BBC Scotland has contempt for its comedy audience | Colin Edwards attacks condescending and narrow-minded commissioners

BBC Scotland has contempt for its comedy audience

Colin Edwards attacks condescending and narrow-minded commissioners

It was a few years ago and after producing The Franz Kafka Big Band for BBC Radio Scotland and The Atrocity Machine for Channel 4 Radio, I was asked by BBC Scotland’s comedy department to submit a sitcom script that could be considered for Scottish TV. 

Despite having not paid a licence in over 16 years since giving up watching mainstream television, I went off and wrote a pilot script, handed it in and a couple of weeks later was called in for a meeting to discuss it with an exec producer.

‘So Colin, we’ve read your script and it’s very good. It’s funny, well constructed and you’ve got a real ear for dialogue.’

‘Thanks.’ Being very pleased to get such feedback although I could easily see the massive ‘But…’ rearing its head over the horizon.

‘But we can’t put it forward for commission. Your script has some serious problems.’

‘Oh. What are they?"’

I was then informed that because I mentioned the names of not one but TWO philosophers that Ewan Angus, the head of comedy commissioning at BBC Scotland, would reject the script immediately because he would deem it ‘too intellectual for television’ and just bin it.

Problems to work on:
**A)** Duplicate the article on BBC Scotland's comedy commissioning from "It was a few" up to and including "over the horizon.".
**B)** In the article on BBC Scotland's comedy commissioning, who is named as the head of comedy commissioning at BBC Scotland?
**C)** Take the article on BBC Scotland's comedy commissioning further, writing on from the point where it stops.

Data excerpts:
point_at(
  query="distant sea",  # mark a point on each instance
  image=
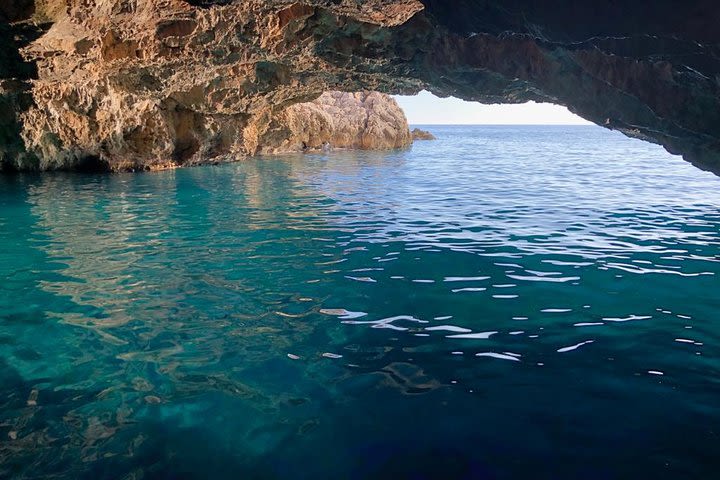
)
(506, 302)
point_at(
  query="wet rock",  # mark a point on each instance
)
(363, 120)
(142, 84)
(419, 134)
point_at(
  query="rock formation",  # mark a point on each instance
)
(418, 134)
(126, 84)
(364, 120)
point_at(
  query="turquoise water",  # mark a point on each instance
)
(505, 302)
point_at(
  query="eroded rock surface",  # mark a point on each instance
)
(126, 84)
(418, 134)
(363, 120)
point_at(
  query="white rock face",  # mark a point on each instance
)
(362, 120)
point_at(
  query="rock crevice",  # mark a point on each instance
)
(152, 83)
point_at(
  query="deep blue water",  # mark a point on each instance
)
(503, 303)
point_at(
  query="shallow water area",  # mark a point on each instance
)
(504, 302)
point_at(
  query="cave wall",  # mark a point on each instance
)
(127, 84)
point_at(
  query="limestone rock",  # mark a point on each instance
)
(363, 120)
(419, 134)
(130, 84)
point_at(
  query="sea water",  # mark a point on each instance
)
(502, 303)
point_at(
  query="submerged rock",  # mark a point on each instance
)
(419, 134)
(142, 84)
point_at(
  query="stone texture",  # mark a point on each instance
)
(126, 84)
(363, 120)
(418, 134)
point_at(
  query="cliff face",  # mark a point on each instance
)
(364, 120)
(128, 84)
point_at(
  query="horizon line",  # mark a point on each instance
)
(505, 124)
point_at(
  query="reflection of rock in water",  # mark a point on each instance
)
(418, 134)
(363, 120)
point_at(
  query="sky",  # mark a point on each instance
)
(427, 109)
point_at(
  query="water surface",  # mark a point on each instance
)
(505, 302)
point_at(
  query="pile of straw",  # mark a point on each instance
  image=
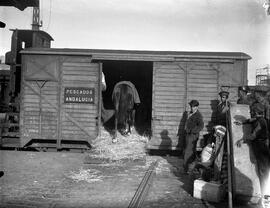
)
(88, 175)
(127, 148)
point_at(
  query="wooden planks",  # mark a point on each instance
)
(168, 103)
(44, 113)
(247, 185)
(174, 85)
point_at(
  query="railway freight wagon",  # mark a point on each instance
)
(61, 93)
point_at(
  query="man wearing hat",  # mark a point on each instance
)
(194, 124)
(222, 108)
(243, 96)
(259, 141)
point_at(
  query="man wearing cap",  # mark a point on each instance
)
(194, 124)
(258, 140)
(222, 108)
(243, 96)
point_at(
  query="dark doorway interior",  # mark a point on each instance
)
(140, 74)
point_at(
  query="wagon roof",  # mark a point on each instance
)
(137, 54)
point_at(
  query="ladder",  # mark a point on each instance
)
(10, 127)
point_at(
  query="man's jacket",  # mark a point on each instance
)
(194, 123)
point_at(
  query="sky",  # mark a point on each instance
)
(165, 25)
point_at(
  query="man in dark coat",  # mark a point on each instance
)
(259, 141)
(194, 124)
(243, 96)
(222, 108)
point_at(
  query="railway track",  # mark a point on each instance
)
(142, 190)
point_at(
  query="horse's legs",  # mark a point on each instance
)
(114, 140)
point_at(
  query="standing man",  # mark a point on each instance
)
(222, 108)
(259, 142)
(194, 124)
(243, 96)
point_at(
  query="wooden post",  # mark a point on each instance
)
(230, 195)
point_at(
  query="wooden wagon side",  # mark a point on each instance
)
(60, 100)
(176, 83)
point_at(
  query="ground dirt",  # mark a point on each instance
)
(63, 180)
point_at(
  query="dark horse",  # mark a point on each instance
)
(123, 100)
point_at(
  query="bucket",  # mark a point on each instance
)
(206, 153)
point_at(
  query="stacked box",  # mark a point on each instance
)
(209, 191)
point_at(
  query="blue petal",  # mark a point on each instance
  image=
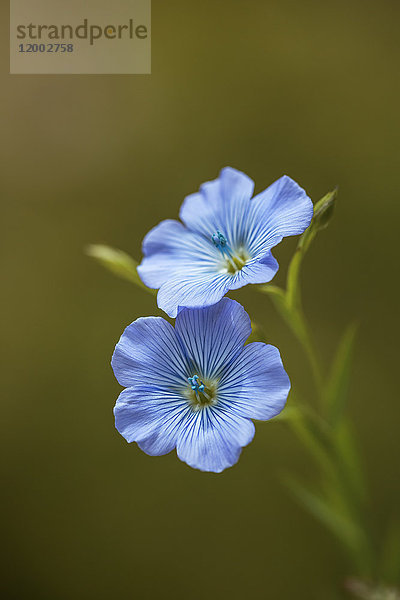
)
(213, 336)
(149, 353)
(170, 248)
(152, 418)
(212, 439)
(220, 204)
(282, 209)
(193, 287)
(256, 385)
(255, 271)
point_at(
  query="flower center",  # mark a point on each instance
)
(200, 394)
(233, 260)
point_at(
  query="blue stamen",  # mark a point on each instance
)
(219, 239)
(196, 384)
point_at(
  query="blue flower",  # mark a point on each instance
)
(224, 242)
(196, 387)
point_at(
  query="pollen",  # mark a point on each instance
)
(201, 394)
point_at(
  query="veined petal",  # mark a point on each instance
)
(255, 271)
(149, 352)
(281, 210)
(220, 205)
(152, 418)
(212, 439)
(170, 248)
(213, 336)
(196, 288)
(256, 385)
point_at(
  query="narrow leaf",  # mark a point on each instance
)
(338, 383)
(323, 211)
(118, 262)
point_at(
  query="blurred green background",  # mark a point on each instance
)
(307, 88)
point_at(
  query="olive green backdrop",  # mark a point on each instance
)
(307, 88)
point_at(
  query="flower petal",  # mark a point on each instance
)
(151, 418)
(194, 287)
(256, 385)
(220, 204)
(282, 209)
(255, 271)
(213, 336)
(170, 248)
(149, 352)
(212, 439)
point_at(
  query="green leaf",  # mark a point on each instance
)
(350, 464)
(118, 262)
(323, 211)
(338, 383)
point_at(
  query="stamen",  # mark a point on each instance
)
(219, 239)
(234, 260)
(199, 388)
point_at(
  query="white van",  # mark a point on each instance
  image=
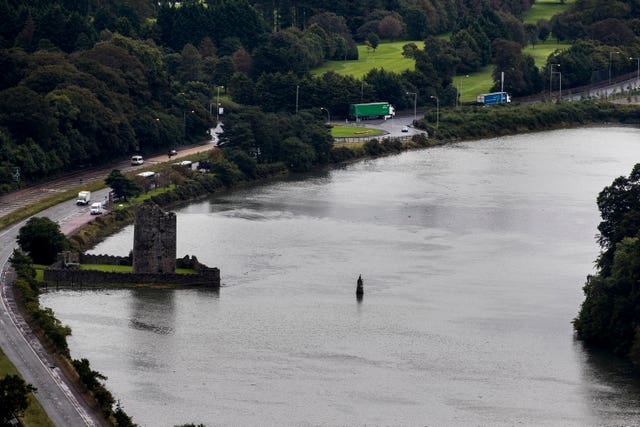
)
(136, 160)
(96, 208)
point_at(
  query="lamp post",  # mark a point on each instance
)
(551, 72)
(415, 102)
(638, 72)
(437, 110)
(328, 114)
(184, 123)
(610, 60)
(560, 88)
(218, 105)
(458, 98)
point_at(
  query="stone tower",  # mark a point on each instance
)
(154, 240)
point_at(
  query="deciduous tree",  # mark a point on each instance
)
(42, 239)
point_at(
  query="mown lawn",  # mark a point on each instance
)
(471, 85)
(387, 56)
(541, 51)
(545, 9)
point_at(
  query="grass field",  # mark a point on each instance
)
(387, 56)
(545, 9)
(480, 82)
(541, 51)
(353, 131)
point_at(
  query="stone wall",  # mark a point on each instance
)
(208, 277)
(104, 259)
(154, 240)
(66, 271)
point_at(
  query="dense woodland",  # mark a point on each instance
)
(86, 82)
(610, 315)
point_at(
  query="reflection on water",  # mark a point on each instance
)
(473, 258)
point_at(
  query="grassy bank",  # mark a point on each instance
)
(35, 415)
(499, 120)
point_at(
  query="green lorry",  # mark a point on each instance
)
(371, 111)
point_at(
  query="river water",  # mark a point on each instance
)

Written responses:
**A)**
It was a few years ago and after producing The Franz Kafka Big Band for BBC Radio Scotland and The Atrocity Machine for Channel 4 Radio, I was asked by BBC Scotland’s comedy department to submit a sitcom script that could be considered for Scottish TV. 

Despite having not paid a licence in over 16 years since giving up watching mainstream television, I went off and wrote a pilot script, handed it in and a couple of weeks later was called in for a meeting to discuss it with an exec producer.

‘So Colin, we’ve read your script and it’s very good. It’s funny, well constructed and you’ve got a real ear for dialogue.’

‘Thanks.’ Being very pleased to get such feedback although I could easily see the massive ‘But…’ rearing its head over the horizon.

**B)** Ewan Angus

**C)**
Now not getting the script picked-up didn’t bother me. Having a script commissioned for television is a massive long shot. There are so many hoops it has to jump through and if it fails just one then the entire project is screwed. I was under no illusions. 

Also, development work is valuable even if it doesn’t lead to anything. It gets your name about, gets you writing and at the end you still have a finished script you can hopefully be proud of. But the reason of it being ‘too intellectual’, especially as it was no more so than say an episode of Cheers (although not as funny), did bother me… a lot.

So you could say I was somewhat disappointed but certainly not angry or bitter. That came after what happened next.

So a few weeks go by and, like a guilty ex, I get another phone call from BBC Scotland asking if I could come in for meeting about my script.

‘But I thought it was deemed too intellectual for television?’

‘Oh, it’s different this time. We’ll explain when you come in.’

So I arrive at Pacific Quay where I am told that they want to pitch my sitcom to BBC Two network down in London.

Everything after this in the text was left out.